> TASK REQUIREMENTS: Copy out the records below word for word, changing and adding nothing.

-- Begin DATA SHOWN --

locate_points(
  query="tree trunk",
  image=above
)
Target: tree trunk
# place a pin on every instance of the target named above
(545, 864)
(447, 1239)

-- End DATA SHOWN --

> THE REPLY:
locate_points(
  query="tree trunk",
  image=above
)
Target: tree trunk
# place a pin on every instance of the target named above
(545, 864)
(447, 1239)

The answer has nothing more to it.